- _PAGE_
- - -
Earning extra income

An investor can also decide to write options in order to receive the option premium. Investors who actually own the underlying value can obtain an additional return on their portfolios in this way (for example: sell a call option if you own 100 shares). However, if they are assigned to deliver the underlying value, they must sell the underlying value to the holder of the call option. When holders of put options exercise their rights, the writers have to buy the underlying value.

Protection against price falls

Options also allow investors to protect themselves against falls in the price of the underlying value. Maximum protection is obtained by buying put options. Writing call options gives investors partial protection against decreases in the price of the underlying value, but in this case protection is limited to the amount of premium received.

Fixing the purchase or selling price of the underlying value

Options also make it possible to fix in advance the price at which the underlying value may be traded at a future date. For example, an investor who wants to set a maximum purchase price will be interested in buying call options. An investor who wants to set a minimum selling price will be interested in buying put options.

Exposure to the full underlying value

When buying options, the investor is not initially required to pay the notional value of the contract, but just the premium, while exposure is on the full underlying value. In this way leverage is created. Investors pay a relatively small premium instead of investing a large investment by buying stocks, bonds or commodities.

Long call, buying call options

Buyers of call options can benefit from increases in the price of the underlying value during the lifetime of their options because they have the right to buy the underlying value at a fixed price.

Possibilities

If the price of the underlying value rises, the options holder must take steps to realise the profit on the option. There are two possibilities:

  • The options holder can sell their options on the derivatives market. The holder’s objective in this case is normally to benefit from the increase in the option premium instead of acquiring the underlying value. In general, the price of a call option increases in line with the price of the underlying value. The profit in this case consists of the proceeds from the sale, less the original option premium and transaction costs paid. Because of leverage, a small rise in the price of the underlying value can generate a high profit (in percentage terms) on the original investment, and vice versa.
  • Options holders can exercise their options. Remember that American-style options can be exercised at any time during the lifetime of the option, while European-style options can only be exercised on the expiration date. Depending on the specifications of the option, either the underlying value is delivered when the option is exercised, or settlement takes place in the form of cash.

Risk – Maximum loss

If there is no increase in the price of the underlying value, call option holders can lose their entire investment, i.e. the option premium plus the transaction costs. This is the maximum possible loss that buyers of call options can incur.

Short call, selling call options

Sellers of call options take on the obligation to sell the underlying value at the exercise price, if assigned to do so. In return, they receive the option premium.

Possibilities

Selling covered call options

The main objective for investors who sell call options on an underlying value which they own (covered call options) is to obtain an extra return on their investment portfolio by receiving the option premium. A consequence of this is that the investor must accept the risk of having to sell the underlying value at the strike price. If the price of the underlying value falls below the strike price, the option may expire without being exercised and the option seller will retain the premium. The seller can also liquidate a position through a closing buy transaction on the derivatives market. However, if the price of the underlying value rises above the exercise price, there is a good chance that the call option will be exercised. The seller will then be required to deliver the underlying value. In addition to earning income from the option premium, investors may decide to sell call options as a means of fixing a selling price for the underlying value. The selling price is then equal to the strike price plus the premium received, less costs. If the option is not exercised, the investor does not have to sell the underlying value.
- - -
- _DATA EXCERPTS_

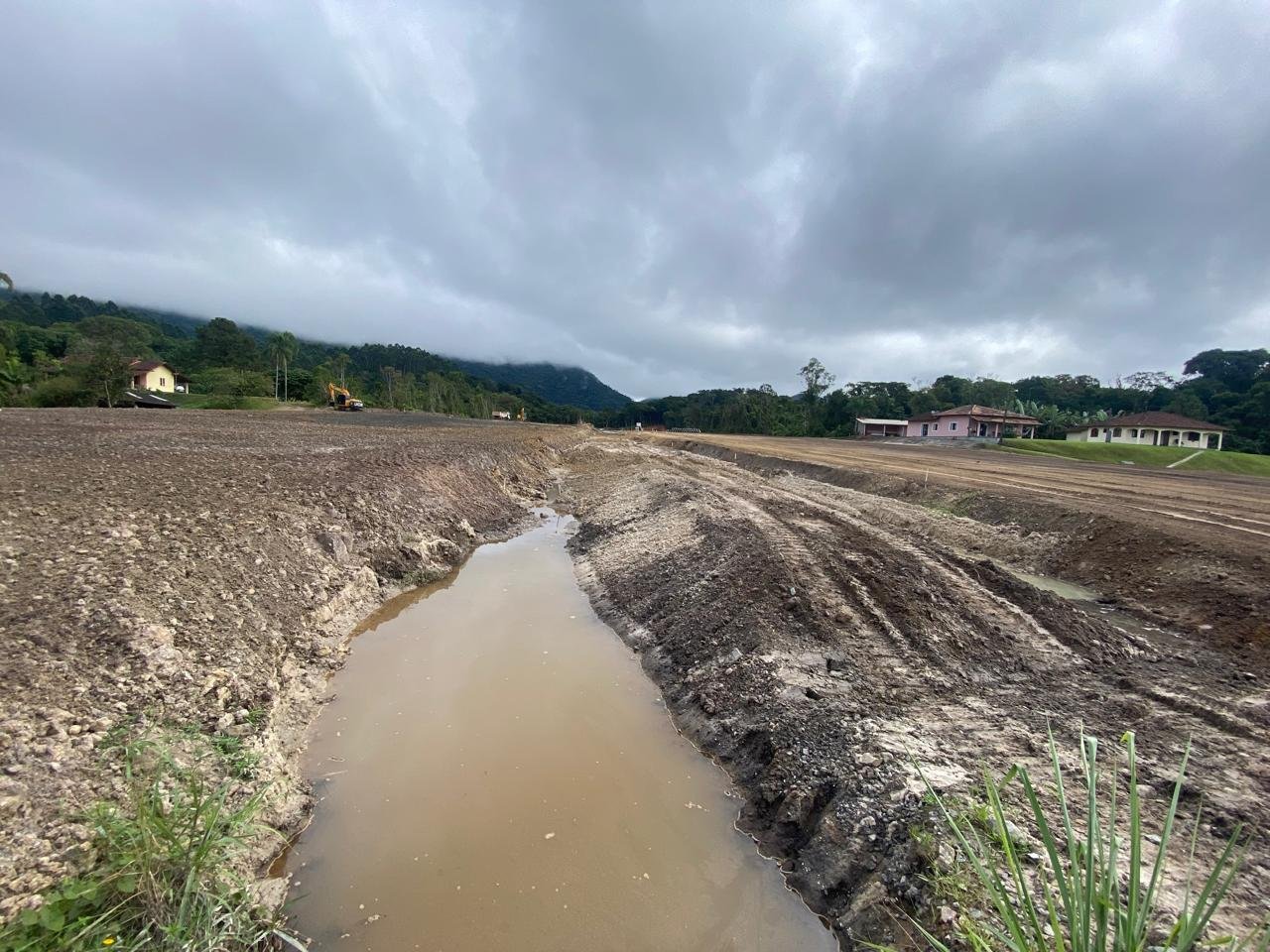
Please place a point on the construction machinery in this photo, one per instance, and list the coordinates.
(341, 400)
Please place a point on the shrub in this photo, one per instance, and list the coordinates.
(166, 878)
(62, 391)
(1093, 890)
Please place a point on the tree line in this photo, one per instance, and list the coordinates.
(1229, 388)
(72, 350)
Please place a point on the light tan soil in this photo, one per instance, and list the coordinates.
(818, 639)
(815, 622)
(1188, 547)
(203, 569)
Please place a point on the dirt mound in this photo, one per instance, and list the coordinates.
(818, 640)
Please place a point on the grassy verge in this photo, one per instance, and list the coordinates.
(164, 875)
(1156, 457)
(1086, 878)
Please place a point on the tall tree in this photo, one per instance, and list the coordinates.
(282, 348)
(273, 349)
(816, 380)
(103, 363)
(220, 343)
(339, 363)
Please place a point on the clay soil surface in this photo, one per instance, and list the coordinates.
(199, 571)
(1187, 546)
(817, 616)
(821, 616)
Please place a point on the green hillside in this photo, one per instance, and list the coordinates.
(72, 350)
(561, 385)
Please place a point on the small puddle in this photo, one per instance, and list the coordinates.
(498, 774)
(1065, 589)
(1089, 601)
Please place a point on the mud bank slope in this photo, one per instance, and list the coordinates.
(1188, 548)
(204, 569)
(816, 639)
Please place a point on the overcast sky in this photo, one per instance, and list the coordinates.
(672, 194)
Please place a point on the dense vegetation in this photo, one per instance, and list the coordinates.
(571, 386)
(75, 352)
(1230, 388)
(71, 350)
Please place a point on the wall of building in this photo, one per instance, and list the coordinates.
(1144, 435)
(160, 380)
(949, 426)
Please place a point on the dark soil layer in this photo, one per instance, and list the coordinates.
(1162, 566)
(203, 570)
(820, 640)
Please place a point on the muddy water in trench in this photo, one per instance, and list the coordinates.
(498, 774)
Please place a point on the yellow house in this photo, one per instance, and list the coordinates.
(153, 375)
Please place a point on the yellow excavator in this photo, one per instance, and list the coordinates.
(341, 400)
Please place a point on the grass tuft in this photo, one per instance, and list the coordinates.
(166, 876)
(1096, 888)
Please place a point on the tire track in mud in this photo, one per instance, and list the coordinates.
(816, 639)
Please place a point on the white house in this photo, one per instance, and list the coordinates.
(1151, 429)
(875, 426)
(153, 375)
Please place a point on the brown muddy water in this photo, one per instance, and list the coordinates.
(497, 772)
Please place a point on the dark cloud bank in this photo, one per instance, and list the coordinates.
(671, 194)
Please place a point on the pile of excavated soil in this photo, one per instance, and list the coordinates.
(203, 570)
(820, 642)
(1187, 547)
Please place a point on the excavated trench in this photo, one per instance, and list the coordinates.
(497, 772)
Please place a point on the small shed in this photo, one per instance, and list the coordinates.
(869, 426)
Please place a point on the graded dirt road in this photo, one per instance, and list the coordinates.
(1189, 547)
(816, 620)
(200, 570)
(1234, 508)
(818, 640)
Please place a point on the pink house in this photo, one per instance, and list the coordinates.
(971, 420)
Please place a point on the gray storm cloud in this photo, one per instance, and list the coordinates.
(671, 194)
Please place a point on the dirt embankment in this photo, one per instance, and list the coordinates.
(203, 569)
(1189, 548)
(818, 639)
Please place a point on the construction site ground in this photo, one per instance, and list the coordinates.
(820, 616)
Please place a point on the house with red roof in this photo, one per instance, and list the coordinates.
(971, 420)
(1151, 429)
(154, 376)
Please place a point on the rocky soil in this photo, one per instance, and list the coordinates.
(820, 640)
(202, 570)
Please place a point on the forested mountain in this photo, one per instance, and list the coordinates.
(70, 350)
(60, 350)
(561, 385)
(1230, 388)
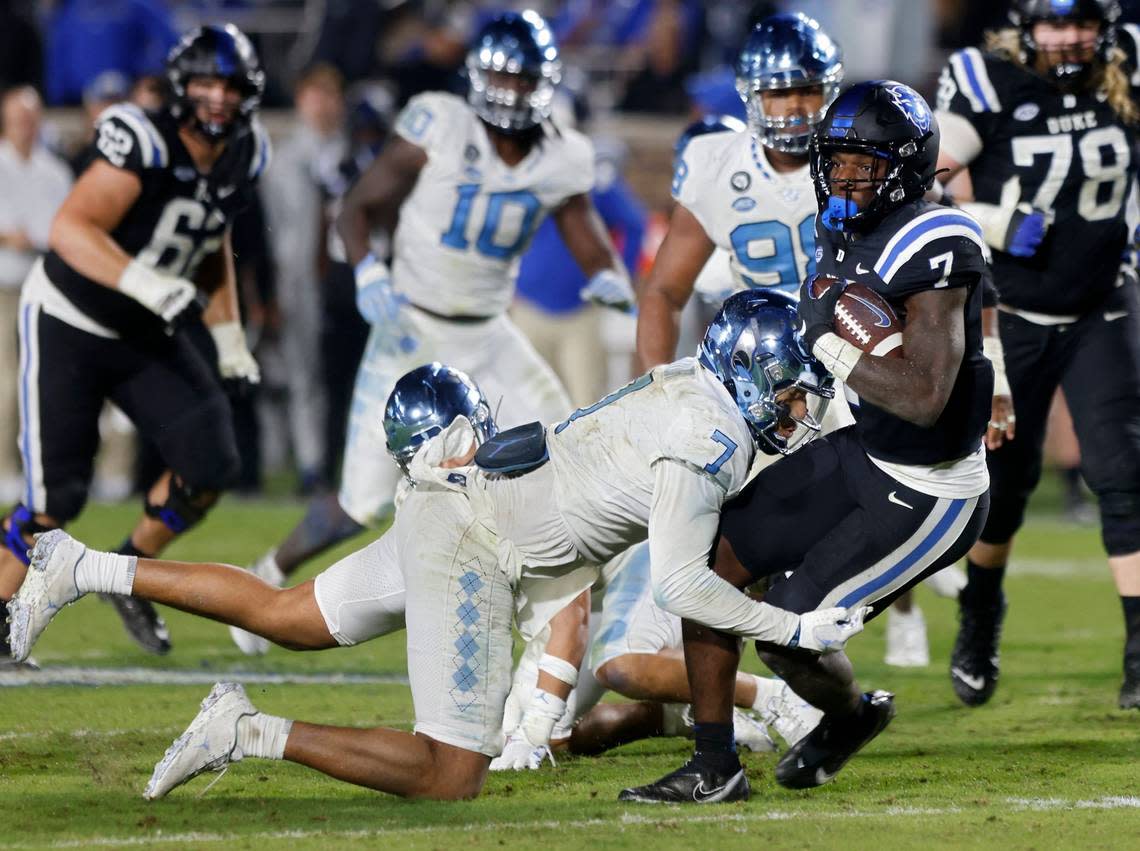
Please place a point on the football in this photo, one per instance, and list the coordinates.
(864, 318)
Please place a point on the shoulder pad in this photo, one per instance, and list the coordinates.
(128, 138)
(262, 150)
(971, 77)
(920, 232)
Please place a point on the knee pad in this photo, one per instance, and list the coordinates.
(1120, 521)
(22, 526)
(184, 508)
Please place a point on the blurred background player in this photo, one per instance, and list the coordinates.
(1044, 121)
(110, 313)
(469, 181)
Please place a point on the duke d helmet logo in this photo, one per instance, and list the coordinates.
(911, 105)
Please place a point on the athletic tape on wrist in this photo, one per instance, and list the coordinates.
(992, 348)
(837, 355)
(559, 669)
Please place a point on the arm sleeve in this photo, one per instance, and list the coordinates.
(682, 527)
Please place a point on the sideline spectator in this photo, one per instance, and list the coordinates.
(86, 38)
(35, 183)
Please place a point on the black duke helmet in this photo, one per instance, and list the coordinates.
(520, 45)
(424, 402)
(787, 51)
(216, 50)
(1026, 13)
(752, 349)
(887, 120)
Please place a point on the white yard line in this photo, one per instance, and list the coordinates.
(649, 816)
(74, 675)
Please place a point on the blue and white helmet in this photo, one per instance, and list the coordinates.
(752, 348)
(518, 43)
(426, 400)
(787, 51)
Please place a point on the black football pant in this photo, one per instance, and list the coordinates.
(849, 534)
(1097, 363)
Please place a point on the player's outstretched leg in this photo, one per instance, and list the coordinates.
(226, 729)
(48, 588)
(817, 758)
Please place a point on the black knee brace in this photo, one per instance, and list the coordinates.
(1120, 521)
(22, 525)
(184, 507)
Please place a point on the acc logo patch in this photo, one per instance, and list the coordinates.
(1026, 112)
(912, 105)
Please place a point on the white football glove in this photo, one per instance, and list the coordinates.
(520, 755)
(828, 630)
(235, 361)
(610, 289)
(164, 296)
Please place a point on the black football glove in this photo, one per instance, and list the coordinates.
(817, 313)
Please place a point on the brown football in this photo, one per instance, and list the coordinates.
(864, 318)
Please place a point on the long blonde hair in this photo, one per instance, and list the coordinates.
(1110, 79)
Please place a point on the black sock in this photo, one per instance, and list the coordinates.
(983, 586)
(716, 746)
(1131, 626)
(128, 548)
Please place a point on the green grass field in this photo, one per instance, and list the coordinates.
(1049, 763)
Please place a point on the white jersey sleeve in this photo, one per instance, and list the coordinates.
(683, 524)
(760, 217)
(471, 216)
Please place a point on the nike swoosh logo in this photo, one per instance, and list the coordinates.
(975, 682)
(892, 497)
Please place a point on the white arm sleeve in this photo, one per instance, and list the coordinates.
(682, 526)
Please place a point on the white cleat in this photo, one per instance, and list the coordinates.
(267, 570)
(49, 584)
(906, 641)
(209, 744)
(790, 715)
(949, 582)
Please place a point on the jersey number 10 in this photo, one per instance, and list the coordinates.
(491, 242)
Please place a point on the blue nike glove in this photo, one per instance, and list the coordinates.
(380, 305)
(611, 289)
(1026, 231)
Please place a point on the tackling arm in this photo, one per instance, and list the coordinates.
(375, 199)
(683, 253)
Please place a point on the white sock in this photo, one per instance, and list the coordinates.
(766, 688)
(105, 573)
(263, 736)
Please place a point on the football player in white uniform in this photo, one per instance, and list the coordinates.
(684, 440)
(469, 181)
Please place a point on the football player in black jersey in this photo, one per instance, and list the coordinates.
(1044, 119)
(113, 310)
(858, 516)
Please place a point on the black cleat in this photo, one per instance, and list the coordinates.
(1130, 691)
(692, 783)
(816, 758)
(975, 662)
(143, 622)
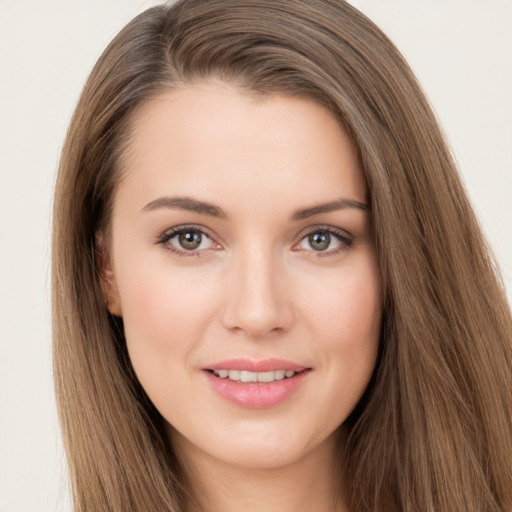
- - -
- _TO DO_
A. Transcribe a passage from the options text word for word. Begin at the words "When buying options, the" and stop after "a fixed price.".
B. Check each statement against the options text. Answer yes or no, quoting the deciding words. (i) European-style options may be exercised at any point during their lifetime. (ii) Buying put options provides maximum protection against falls in the price of the underlying value. (iii) When covered calls are sold to fix a selling price, that price equals the strike price plus the premium received, less costs.
C. According to the options text, what makes up the maximum possible loss for buyers of call options?

- _SOLUTIONS BELOW_
A.
When buying options, the investor is not initially required to pay the notional value of the contract, but just the premium, while exposure is on the full underlying value. In this way leverage is created. Investors pay a relatively small premium instead of investing a large investment by buying stocks, bonds or commodities.

Long call, buying call options

Buyers of call options can benefit from increases in the price of the underlying value during the lifetime of their options because they have the right to buy the underlying value at a fixed price.

B.
(i) No: "European-style options can only be exercised on the expiration date."
(ii) Yes: "Maximum protection is obtained by buying put options."
(iii) Yes: "The selling price is then equal to the strike price plus the premium received, less costs."

C. The option premium plus the transaction costs.